» **SELECTED EXTRACT**
--*--

Why we should insist on technology-neutral broadband infrastructure funding
- By Jennifer A. Manner
- Nov 16, 2021
We can all agree that nationwide access to high speed, reliable broadband service is critical. While connecting the unconnected has always been important, its urgency became even more evident during the pandemic when much of our work, education, socialization and even health care occurred online. In response to this need, the Biden administration’s infrastructure legislation allocates tens of billions of dollars for funding high-speed broadband service for everyone in the United States, no matter where they are located. If the government is not careful about how it proceeds, it could waste tens of billions of dollars repeating mistakes of the past.

--*--

Data excerpts
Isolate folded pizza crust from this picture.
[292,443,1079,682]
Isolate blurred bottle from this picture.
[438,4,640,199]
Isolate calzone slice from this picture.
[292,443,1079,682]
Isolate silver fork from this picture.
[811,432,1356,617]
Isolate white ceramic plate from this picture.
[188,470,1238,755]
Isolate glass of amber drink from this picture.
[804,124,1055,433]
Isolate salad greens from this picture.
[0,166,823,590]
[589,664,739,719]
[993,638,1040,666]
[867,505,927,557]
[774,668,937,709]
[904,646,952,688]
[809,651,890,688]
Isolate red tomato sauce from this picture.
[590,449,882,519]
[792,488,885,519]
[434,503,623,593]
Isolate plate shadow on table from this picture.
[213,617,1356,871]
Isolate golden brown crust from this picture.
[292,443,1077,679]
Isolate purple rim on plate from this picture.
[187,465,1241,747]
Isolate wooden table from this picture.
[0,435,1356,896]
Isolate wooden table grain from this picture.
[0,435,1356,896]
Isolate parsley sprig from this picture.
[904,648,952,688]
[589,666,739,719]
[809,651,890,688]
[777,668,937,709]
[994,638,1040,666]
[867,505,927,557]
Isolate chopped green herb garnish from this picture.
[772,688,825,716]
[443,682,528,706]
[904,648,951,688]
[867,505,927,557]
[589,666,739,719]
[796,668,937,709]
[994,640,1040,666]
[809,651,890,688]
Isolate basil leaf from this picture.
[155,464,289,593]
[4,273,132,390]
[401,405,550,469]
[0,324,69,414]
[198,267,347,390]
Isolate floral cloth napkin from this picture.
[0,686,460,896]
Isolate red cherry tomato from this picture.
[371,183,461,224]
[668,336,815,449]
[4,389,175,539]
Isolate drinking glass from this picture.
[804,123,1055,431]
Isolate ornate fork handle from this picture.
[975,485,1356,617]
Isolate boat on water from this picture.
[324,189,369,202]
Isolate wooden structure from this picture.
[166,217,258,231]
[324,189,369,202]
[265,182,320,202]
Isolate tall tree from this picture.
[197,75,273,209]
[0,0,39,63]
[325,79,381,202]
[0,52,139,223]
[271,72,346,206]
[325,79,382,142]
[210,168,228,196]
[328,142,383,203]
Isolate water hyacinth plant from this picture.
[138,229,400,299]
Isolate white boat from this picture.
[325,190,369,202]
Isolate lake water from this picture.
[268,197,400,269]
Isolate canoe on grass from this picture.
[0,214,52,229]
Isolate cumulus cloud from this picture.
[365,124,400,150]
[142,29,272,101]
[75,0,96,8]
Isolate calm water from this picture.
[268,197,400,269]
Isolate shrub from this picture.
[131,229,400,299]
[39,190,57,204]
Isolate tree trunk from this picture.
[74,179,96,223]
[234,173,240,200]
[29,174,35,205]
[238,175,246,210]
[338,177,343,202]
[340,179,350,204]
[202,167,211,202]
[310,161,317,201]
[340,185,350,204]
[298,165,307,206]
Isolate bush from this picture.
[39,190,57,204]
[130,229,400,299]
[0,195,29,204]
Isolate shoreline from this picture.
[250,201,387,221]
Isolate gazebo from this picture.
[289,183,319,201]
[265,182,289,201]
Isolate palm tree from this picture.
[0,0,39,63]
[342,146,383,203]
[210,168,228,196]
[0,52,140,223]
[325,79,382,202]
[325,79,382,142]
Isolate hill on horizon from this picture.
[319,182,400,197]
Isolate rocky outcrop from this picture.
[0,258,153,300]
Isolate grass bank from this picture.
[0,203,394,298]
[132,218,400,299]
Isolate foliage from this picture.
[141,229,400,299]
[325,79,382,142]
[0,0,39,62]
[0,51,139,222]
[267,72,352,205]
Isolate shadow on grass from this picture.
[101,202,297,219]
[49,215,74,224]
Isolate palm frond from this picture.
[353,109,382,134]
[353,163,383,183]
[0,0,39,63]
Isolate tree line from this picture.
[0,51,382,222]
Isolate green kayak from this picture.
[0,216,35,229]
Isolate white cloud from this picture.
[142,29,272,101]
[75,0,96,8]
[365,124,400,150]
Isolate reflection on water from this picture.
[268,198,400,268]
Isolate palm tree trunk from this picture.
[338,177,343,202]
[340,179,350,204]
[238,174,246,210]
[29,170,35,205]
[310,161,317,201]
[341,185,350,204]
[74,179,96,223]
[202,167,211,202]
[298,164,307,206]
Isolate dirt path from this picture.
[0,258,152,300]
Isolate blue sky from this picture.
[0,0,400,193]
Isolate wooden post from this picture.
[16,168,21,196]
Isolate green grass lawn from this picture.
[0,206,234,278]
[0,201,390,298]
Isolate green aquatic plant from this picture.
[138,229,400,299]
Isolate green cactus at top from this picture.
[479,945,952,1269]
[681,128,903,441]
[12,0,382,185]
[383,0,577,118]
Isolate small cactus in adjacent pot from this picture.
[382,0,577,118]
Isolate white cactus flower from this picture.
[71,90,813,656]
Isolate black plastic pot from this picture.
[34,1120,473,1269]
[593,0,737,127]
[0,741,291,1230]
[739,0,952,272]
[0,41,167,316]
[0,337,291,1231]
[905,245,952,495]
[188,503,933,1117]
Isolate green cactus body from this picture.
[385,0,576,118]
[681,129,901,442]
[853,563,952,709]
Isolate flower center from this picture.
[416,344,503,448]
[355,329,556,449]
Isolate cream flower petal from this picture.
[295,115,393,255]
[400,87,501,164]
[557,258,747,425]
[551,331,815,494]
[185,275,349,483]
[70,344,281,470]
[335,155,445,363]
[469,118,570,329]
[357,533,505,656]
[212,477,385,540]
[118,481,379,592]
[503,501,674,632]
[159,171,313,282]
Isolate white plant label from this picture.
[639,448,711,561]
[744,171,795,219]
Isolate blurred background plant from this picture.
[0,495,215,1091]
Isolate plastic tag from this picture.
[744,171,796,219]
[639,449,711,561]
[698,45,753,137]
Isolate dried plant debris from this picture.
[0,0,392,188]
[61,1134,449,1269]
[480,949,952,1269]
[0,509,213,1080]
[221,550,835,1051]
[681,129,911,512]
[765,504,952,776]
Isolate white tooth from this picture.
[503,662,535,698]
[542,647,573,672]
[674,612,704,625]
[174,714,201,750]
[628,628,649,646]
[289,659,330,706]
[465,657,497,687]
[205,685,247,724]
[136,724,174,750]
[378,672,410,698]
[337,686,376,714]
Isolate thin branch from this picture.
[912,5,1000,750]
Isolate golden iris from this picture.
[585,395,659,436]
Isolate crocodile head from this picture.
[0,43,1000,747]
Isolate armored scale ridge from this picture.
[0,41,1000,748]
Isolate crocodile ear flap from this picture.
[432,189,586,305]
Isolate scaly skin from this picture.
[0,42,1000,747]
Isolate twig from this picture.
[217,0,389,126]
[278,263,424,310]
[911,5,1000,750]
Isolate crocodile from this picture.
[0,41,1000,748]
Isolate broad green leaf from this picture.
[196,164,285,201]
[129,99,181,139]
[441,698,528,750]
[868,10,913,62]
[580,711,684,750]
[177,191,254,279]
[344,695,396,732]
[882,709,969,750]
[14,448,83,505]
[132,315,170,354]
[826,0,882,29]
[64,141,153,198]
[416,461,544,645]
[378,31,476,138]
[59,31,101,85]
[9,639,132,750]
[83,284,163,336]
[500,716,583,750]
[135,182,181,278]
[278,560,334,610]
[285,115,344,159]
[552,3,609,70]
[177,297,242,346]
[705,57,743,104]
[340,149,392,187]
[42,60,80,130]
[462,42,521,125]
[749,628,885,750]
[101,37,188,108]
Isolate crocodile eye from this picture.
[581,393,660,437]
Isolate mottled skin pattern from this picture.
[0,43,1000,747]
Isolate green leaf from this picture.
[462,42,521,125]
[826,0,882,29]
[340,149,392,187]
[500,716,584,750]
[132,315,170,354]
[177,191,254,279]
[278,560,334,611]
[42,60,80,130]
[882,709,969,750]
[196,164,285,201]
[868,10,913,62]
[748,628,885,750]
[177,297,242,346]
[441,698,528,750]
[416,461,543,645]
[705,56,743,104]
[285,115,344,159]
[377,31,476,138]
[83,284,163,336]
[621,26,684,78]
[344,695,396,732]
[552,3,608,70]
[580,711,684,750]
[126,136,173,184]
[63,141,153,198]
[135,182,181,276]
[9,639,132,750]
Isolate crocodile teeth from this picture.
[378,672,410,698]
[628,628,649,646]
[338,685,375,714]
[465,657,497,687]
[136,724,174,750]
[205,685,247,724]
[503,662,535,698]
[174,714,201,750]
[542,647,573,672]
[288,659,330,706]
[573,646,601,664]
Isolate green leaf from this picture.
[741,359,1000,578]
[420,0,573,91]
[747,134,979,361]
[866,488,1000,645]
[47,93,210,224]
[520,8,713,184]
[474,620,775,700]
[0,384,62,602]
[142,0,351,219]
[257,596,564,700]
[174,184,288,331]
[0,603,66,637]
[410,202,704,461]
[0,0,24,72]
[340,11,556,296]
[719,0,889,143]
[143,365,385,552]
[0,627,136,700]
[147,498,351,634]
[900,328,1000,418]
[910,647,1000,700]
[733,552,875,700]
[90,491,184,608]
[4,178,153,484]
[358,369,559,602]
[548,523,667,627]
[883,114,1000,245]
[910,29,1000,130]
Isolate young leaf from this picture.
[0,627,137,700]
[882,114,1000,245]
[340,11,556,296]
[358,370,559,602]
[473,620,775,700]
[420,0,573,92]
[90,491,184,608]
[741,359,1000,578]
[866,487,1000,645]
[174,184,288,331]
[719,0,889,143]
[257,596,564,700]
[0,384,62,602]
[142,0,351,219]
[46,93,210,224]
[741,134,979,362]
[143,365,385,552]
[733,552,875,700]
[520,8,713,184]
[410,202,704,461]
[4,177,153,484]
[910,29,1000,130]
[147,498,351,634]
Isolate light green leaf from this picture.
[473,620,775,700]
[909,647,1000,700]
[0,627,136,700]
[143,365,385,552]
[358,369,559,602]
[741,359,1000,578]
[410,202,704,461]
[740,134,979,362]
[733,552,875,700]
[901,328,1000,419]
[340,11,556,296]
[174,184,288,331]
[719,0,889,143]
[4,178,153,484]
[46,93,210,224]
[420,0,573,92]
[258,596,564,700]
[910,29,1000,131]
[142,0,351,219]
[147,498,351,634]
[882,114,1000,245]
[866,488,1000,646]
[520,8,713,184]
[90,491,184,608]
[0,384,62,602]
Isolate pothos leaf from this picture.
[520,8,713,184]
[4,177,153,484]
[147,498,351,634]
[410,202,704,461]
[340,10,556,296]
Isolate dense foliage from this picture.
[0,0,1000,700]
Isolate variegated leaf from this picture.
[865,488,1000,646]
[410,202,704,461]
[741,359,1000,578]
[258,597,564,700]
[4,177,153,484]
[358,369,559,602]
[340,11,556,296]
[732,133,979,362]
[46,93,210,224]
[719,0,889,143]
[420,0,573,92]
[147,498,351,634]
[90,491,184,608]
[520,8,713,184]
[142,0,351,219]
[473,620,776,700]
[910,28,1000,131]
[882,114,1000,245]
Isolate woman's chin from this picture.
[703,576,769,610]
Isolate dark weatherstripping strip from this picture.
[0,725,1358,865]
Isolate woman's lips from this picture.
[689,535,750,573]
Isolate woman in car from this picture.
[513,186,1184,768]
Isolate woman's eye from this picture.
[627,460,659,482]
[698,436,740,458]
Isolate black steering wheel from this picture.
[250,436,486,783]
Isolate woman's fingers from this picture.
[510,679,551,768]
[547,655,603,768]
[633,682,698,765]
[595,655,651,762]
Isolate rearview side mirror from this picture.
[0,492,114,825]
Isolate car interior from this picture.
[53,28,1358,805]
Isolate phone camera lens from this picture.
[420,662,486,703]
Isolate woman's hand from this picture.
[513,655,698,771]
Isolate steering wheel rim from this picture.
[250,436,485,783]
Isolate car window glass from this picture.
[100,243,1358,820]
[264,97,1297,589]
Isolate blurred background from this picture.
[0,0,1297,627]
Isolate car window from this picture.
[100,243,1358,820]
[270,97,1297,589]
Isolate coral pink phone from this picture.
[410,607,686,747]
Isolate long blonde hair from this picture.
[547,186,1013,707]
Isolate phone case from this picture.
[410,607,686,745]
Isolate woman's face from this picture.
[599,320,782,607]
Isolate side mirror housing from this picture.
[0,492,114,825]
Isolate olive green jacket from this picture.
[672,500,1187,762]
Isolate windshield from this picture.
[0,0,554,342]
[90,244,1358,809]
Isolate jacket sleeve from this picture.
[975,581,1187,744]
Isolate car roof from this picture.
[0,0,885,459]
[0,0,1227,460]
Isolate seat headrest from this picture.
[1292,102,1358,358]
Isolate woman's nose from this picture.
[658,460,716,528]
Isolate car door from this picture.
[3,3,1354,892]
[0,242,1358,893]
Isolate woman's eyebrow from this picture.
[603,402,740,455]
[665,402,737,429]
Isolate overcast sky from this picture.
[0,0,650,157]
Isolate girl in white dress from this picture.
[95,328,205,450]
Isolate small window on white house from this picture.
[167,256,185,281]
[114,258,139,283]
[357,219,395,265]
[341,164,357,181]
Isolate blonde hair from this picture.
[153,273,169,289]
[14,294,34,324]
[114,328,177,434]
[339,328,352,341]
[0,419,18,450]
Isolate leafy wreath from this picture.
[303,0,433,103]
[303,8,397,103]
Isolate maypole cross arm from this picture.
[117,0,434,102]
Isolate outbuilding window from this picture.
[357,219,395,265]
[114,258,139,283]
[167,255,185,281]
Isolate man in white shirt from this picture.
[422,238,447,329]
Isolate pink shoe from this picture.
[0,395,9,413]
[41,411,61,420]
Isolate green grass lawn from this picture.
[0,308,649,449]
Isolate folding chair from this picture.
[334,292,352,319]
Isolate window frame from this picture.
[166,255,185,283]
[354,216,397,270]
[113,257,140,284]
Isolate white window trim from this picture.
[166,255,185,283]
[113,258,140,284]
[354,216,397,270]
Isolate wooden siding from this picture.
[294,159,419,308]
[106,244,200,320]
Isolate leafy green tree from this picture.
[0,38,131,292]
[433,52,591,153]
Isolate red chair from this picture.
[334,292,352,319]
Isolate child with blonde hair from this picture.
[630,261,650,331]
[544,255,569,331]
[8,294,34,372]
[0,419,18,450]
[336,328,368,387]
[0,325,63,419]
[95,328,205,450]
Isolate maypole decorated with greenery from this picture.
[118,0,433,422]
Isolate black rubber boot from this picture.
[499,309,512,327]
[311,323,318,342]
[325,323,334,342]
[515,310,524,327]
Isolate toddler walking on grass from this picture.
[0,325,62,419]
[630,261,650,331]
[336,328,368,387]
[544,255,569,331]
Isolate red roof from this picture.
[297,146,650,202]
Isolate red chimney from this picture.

--*--

» **TASK ITEM A**
Do these statements agree with the broadband funding piece? (i) The infrastructure legislation funds high-speed broadband for everyone in the United States regardless of location. (ii) Connecting the unconnected first became important during the pandemic. (iii) The piece is dated 2020. Answer yes or no for each, quoting the deciding words.
» **TASK ITEM B**
Can you return the part of the broadband funding piece that opens with the words containing "Why we should" and closes with "of the past."?
The items are separate material from the broadband funding piece.

» **FINAL ANSWER A**
(i) Yes: "allocates tens of billions of dollars for funding high-speed broadband service for everyone in the United States, no matter where they are located"
(ii) No: "While connecting the unconnected has always been important, its urgency became even more evident during the pandemic"
(iii) No: "Nov 16, 2021"

» **FINAL ANSWER B**
Why we should insist on technology-neutral broadband infrastructure funding
- By Jennifer A. Manner
- Nov 16, 2021
We can all agree that nationwide access to high speed, reliable broadband service is critical. While connecting the unconnected has always been important, its urgency became even more evident during the pandemic when much of our work, education, socialization and even health care occurred online. In response to this need, the Biden administration’s infrastructure legislation allocates tens of billions of dollars for funding high-speed broadband service for everyone in the United States, no matter where they are located. If the government is not careful about how it proceeds, it could waste tens of billions of dollars repeating mistakes of the past.